(Given problem 1):
Rewrite the paragraph of the Pierick Houdy biography that begins "Houdy began his musical studies" as a short list that keeps its main facts.
(Given problem 2):
Transcribe the part of the Pierick Houdy biography starting at "- Born: 18 January" and ending at "and musician (1929–2021)".

- Born: 18 January 1929 Rennes, France
- Died: 22 March 2021 (aged 92) Le Palais, France
- Occupation(s): Composer Musician
- Instruments: Piano, organ

= Pierick Houdy =

French composer and musician (1929–2021)

Pierick Houdy (18 January 1929 – 22 March 2021) was a French composer, organist, pianist, kapellmeister, and professor.

==Biography==
Houdy began his musical studies in 1935 at the Conservatoire de Rennes. His first compositions date from that year. In 1937, he first played publicly at the Opéra de Rennes and his first four works were published by Henry Lemoine under the title À mes petits amis. He practiced piano with Marguerite Long and was admitted to the Conservatoire de Paris in 1939, where he studied under Noël Gallon, Nadia Boulanger, Simone Plé-Caussade, Maurice Duruflé, Olivier Messiaen, Darius Milhaud, and others. Outside the Conservatory, he studied piano with Lazare Lévy. He received the Deuxième Prix of the Prix de Rome in 1953 and won first prize in composition from the Conservatoire de Paris in 1954, as well at the Grand Prix de la Ville de Paris that same year.

Records of labeled points:
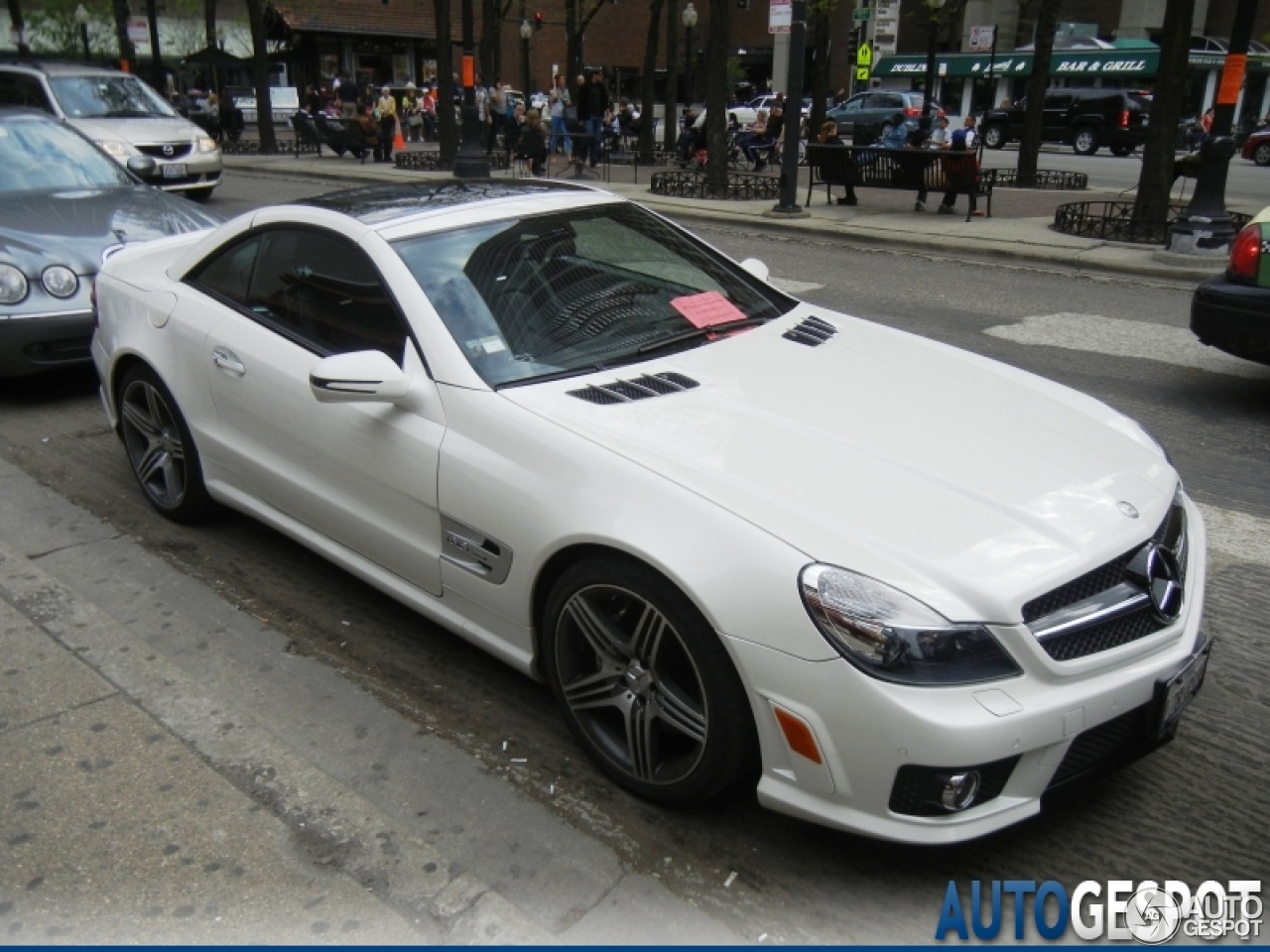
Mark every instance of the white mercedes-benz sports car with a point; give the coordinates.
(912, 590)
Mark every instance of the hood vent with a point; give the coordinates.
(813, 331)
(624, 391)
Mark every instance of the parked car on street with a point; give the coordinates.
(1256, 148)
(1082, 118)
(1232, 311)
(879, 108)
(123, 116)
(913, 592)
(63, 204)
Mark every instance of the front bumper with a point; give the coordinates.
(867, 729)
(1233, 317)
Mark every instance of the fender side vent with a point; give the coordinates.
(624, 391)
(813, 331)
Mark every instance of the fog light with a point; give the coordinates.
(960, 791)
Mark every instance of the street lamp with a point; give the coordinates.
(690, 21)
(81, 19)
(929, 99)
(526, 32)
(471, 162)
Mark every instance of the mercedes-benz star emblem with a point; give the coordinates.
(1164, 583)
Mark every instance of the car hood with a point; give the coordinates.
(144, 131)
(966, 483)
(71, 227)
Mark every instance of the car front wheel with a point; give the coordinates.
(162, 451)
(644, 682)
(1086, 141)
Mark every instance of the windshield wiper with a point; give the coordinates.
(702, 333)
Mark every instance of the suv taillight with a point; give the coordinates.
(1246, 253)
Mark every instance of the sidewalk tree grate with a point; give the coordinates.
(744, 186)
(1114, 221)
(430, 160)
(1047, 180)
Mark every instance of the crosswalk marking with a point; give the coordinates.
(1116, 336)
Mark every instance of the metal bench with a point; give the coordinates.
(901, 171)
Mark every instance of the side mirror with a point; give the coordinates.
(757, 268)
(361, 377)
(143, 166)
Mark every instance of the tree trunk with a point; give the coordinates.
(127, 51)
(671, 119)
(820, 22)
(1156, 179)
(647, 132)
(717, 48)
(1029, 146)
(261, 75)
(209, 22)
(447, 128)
* * *
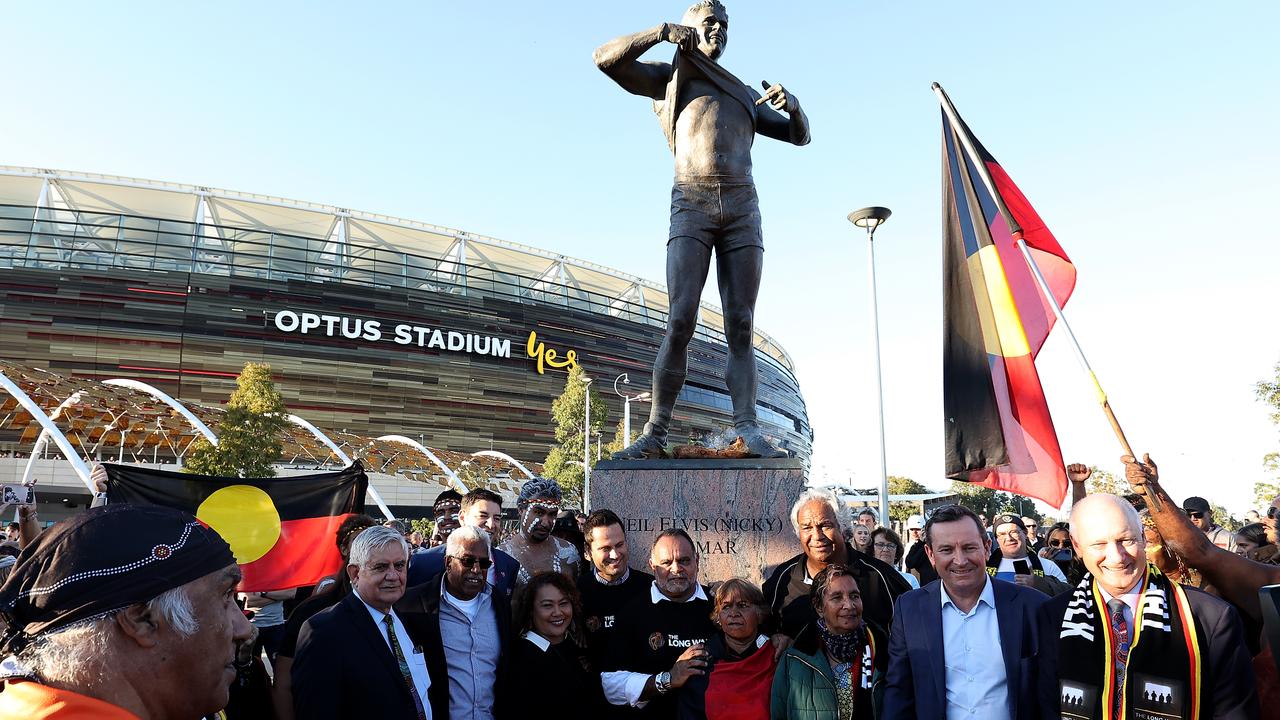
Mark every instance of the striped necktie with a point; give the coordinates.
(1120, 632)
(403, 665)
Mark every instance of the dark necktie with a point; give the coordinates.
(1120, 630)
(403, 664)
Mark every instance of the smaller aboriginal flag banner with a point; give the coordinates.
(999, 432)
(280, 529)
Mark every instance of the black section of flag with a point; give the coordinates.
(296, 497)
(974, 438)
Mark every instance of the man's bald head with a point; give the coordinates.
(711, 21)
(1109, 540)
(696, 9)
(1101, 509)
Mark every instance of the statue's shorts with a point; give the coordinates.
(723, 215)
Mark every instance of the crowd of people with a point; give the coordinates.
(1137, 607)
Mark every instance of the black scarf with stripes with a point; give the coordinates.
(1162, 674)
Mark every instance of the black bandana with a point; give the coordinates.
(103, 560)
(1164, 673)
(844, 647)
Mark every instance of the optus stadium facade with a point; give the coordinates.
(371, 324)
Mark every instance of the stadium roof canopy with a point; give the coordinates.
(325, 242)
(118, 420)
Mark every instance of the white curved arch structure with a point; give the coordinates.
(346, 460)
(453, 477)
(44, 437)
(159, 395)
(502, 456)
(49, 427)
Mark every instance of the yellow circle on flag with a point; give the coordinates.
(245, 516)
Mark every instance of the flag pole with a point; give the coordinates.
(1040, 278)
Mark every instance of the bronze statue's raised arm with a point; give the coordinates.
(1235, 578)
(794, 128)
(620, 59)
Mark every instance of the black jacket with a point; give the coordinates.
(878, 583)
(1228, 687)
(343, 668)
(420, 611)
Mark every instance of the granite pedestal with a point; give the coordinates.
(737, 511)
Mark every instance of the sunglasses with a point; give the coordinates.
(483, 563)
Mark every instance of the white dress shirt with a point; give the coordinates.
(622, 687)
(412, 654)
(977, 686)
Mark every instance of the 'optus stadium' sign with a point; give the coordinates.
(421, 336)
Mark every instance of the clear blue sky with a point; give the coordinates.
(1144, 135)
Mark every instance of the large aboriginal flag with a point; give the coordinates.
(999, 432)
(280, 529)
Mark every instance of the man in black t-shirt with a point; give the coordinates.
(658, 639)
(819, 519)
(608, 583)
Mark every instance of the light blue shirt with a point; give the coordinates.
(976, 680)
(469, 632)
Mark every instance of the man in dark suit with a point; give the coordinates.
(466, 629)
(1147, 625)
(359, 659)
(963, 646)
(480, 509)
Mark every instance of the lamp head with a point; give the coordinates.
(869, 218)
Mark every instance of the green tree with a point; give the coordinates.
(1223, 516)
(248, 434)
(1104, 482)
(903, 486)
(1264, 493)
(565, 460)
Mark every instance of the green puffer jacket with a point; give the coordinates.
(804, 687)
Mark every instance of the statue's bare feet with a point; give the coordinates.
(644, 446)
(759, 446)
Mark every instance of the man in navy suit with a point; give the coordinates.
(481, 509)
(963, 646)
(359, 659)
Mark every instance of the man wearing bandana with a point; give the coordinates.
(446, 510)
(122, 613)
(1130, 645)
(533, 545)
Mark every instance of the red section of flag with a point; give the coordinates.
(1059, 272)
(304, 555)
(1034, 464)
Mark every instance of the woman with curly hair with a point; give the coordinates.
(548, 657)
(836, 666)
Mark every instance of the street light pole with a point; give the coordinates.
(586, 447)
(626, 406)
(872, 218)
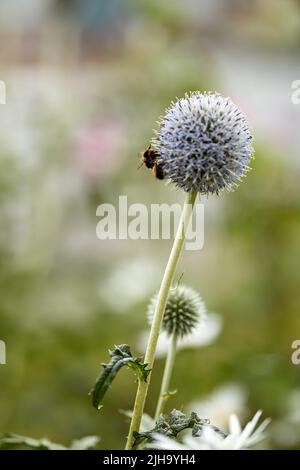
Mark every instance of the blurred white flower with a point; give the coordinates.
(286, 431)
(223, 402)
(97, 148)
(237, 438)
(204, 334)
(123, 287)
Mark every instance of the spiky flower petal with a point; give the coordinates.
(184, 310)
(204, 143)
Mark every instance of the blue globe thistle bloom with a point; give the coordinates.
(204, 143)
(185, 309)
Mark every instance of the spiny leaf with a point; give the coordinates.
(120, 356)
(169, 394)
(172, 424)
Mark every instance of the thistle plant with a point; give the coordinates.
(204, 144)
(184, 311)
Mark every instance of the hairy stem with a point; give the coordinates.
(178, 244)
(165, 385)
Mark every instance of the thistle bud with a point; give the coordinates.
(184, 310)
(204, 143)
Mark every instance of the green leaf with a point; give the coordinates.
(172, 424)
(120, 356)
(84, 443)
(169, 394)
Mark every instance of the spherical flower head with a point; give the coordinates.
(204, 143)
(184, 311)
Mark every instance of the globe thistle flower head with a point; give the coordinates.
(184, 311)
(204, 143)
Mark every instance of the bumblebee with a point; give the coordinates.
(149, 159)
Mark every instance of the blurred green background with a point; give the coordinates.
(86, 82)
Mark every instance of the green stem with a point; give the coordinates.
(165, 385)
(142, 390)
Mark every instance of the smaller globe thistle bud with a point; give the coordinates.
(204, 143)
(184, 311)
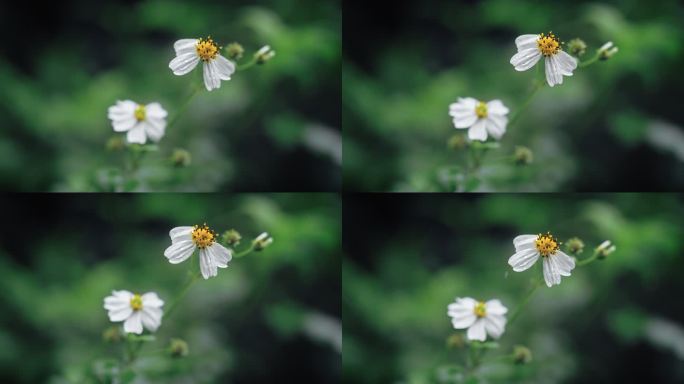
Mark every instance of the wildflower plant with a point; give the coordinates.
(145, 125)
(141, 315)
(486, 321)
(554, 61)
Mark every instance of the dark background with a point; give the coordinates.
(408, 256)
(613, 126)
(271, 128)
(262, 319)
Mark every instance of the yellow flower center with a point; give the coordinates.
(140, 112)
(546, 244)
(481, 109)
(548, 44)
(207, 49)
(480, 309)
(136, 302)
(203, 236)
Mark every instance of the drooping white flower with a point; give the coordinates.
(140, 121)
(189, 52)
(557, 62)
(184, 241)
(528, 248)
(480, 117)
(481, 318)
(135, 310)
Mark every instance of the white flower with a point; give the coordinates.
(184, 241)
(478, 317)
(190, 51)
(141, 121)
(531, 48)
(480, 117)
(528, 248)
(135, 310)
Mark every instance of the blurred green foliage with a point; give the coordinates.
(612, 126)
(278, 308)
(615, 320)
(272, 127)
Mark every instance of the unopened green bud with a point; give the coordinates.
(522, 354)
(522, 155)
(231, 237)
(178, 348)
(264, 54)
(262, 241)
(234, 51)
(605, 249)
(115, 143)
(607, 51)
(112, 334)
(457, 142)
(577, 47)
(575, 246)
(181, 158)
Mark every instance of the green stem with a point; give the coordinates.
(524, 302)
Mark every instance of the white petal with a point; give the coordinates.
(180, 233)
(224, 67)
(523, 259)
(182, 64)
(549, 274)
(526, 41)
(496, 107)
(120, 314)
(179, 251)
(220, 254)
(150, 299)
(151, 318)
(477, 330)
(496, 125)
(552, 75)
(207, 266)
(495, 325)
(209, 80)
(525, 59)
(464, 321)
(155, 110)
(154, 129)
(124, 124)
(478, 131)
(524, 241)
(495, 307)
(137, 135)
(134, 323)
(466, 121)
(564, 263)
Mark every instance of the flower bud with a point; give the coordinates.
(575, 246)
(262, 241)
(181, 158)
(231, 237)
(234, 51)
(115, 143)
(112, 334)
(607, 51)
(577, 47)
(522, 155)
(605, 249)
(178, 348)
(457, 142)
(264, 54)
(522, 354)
==
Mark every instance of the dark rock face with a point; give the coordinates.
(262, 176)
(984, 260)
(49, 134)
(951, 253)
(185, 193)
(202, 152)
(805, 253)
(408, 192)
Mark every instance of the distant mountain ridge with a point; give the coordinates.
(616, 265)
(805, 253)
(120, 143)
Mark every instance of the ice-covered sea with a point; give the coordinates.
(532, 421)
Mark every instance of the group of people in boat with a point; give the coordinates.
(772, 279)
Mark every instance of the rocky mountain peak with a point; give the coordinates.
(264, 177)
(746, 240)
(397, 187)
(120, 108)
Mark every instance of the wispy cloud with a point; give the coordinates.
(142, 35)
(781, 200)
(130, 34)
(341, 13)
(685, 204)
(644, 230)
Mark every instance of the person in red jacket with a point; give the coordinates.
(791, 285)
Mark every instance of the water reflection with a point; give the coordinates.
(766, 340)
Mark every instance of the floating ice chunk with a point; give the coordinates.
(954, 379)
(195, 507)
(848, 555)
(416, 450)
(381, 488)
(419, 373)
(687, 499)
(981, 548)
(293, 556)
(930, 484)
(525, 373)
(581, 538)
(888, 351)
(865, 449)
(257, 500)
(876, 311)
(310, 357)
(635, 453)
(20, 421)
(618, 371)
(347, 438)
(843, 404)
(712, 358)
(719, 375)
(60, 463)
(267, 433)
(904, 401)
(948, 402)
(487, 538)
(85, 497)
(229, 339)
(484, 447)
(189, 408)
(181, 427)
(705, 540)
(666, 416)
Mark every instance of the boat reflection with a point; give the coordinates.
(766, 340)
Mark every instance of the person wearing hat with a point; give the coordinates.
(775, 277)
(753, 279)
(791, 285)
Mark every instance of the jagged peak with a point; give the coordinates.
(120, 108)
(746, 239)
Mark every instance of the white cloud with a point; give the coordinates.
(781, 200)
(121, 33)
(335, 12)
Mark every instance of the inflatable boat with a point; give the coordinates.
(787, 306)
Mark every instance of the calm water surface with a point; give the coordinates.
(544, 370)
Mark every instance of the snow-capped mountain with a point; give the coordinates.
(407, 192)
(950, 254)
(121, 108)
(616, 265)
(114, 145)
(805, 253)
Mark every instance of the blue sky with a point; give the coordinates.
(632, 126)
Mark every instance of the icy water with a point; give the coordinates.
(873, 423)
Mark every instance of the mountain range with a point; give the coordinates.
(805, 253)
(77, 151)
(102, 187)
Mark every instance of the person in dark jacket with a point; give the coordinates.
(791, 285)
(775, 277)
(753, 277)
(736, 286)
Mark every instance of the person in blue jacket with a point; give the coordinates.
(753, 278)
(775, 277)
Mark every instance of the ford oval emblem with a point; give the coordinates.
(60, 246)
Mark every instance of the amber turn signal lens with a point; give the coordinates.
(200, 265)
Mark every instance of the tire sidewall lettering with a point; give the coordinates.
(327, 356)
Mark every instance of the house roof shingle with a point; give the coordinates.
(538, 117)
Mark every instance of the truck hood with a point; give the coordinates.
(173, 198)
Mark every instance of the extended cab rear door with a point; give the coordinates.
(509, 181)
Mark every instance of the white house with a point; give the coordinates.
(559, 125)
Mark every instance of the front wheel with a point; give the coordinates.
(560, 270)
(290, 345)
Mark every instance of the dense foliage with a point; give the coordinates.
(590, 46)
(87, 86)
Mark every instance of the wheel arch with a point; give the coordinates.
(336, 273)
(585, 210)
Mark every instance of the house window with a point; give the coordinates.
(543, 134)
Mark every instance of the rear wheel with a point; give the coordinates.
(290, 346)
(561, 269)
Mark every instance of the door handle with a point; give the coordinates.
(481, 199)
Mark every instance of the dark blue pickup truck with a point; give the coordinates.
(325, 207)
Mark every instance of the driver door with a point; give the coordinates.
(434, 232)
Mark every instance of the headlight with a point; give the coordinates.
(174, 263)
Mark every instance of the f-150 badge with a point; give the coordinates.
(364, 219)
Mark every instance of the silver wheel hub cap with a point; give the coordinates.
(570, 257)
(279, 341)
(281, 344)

(Exercise result 1):
- 1935: began studying music at the Conservatoire de Rennes and wrote his first compositions.
- 1937: first public performance at the Opéra de Rennes. Henry Lemoine published his first four works as À mes petits amis.
- Studied piano with Marguerite Long.
- 1939: admitted to the Conservatoire de Paris. Studied there under Noël Gallon, Nadia Boulanger, Simone Plé-Caussade, Maurice Duruflé, Olivier Messiaen, Darius Milhaud and others.
- Studied piano with Lazare Lévy outside the Conservatory.
- 1953: Deuxième Prix of the Prix de Rome.
- 1954: first prize in composition from the Conservatoire de Paris and the Grand Prix de la Ville de Paris.

(Exercise result 2):
- Born: 18 January 1929 Rennes, France
- Died: 22 March 2021 (aged 92) Le Palais, France
- Occupation(s): Composer Musician
- Instruments: Piano, organ

= Pierick Houdy =

French composer and musician (1929–2021)